Exercise text ::

####################

The airport is on the site of Perrin Air Force Base, which was built in 1941 and closed in 1971. Since the closure, a group of local citizens have held the memory of Perrin together, hosting nine Perrin Field reunions since the early 1980s. The Perrin AFB Research Foundation was established in 1998. Today, in addition to serving as a general aviation airport, several businesses, as well as a juvenile detention center/boot-camp and adult probation center are built upon former barracks and nearby areas. The Perrin Air Force Base Historical Museum is located at the airport and Grayson County College uses several buildings. The college also operates the former base golf course.

After seeing the fighters take off from here as a young man, aviation expert Chesley Sullenberger (best known as the pilot of US Airways Flight 1549) became interested in flying.

On 1 January 2024, the Cavanaugh Flight Museum lost its lease at Addison Airport, closed indefinitely, and announced that its aircraft would be moved to North Texas Regional, but the museum would not state whether the collection would return to public display.

== Facilities==

The airport covers 1,410 acre at an elevation of 749 feet (228 m). It has three runways: 17L/35R, which measures 9,000 by 150 feet (2,743 x 46 m) and is made from asphalt/concrete; 17R/35L, which measures 4,008 by 100 feet (1,222 x 30 m) and is also made from asphalt/concrete, and 13/31, which measures 2,277 by 60 feet (694 x 18 m) and is made from asphalt.

The airport has a Category I instrument landing system (ILS) to Runway 17L. The former USAF control tower resumed operations in mid-2008.

In the year ending April 30, 2007, the airport had 53,300 aircraft operations, an average of 146 per day: 98% general aviation, 2% military and <1% air taxi. 169 aircraft were then based at the airport: 73% single-engine, 11% multi-engine, 11% jet, 4% helicopter and 1% ultralight.

####################

The data ::
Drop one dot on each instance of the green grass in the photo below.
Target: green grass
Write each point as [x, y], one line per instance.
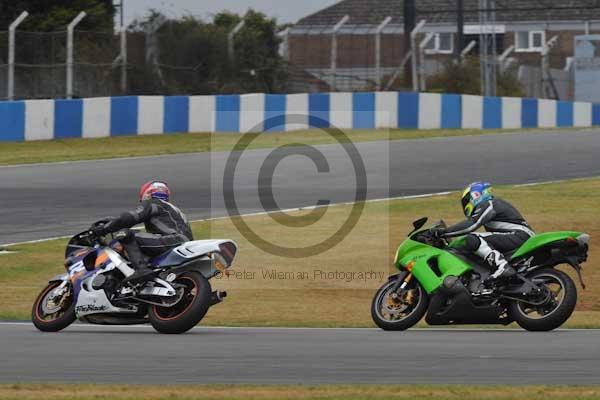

####################

Prompt 1 :: Can you rewrite the paragraph of the airport text beginning "The airport covers 1,410 acre" as a short list that keeps its main facts?
Prompt 2 :: Would you return, word for word, the stretch of the airport text from "The airport has" through "and 1% ultralight."?

Answer space 1 ::
- Area: 1,410 acres
- Elevation: 749 feet (228 m)
- Runway 17L/35R: 9,000 by 150 feet (2,743 x 46 m), asphalt/concrete
- Runway 17R/35L: 4,008 by 100 feet (1,222 x 30 m), asphalt/concrete
- Runway 13/31: 2,277 by 60 feet (694 x 18 m), asphalt

Answer space 2 ::
The airport has a Category I instrument landing system (ILS) to Runway 17L. The former USAF control tower resumed operations in mid-2008.

In the year ending April 30, 2007, the airport had 53,300 aircraft operations, an average of 146 per day: 98% general aviation, 2% military and <1% air taxi. 169 aircraft were then based at the airport: 73% single-engine, 11% multi-engine, 11% jet, 4% helicopter and 1% ultralight.